====== Dataset rows

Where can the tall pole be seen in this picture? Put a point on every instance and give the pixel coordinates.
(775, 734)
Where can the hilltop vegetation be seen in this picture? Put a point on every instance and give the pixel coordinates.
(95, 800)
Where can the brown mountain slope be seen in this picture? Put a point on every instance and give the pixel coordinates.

============

Task prompt →
Reproduce all of the material above word for word, keeping each line unchanged and in the same order.

Reply to the exercise →
Where can the tall pole be seen in this picture? Put a point on every instance and give the pixel coordinates.
(775, 734)
Where can the hilltop vegetation be seen in this picture? Put a point on every instance and give the pixel coordinates.
(95, 800)
Where can the brown mountain slope be seen in this picture? Put a point on every instance and give the pixel coordinates.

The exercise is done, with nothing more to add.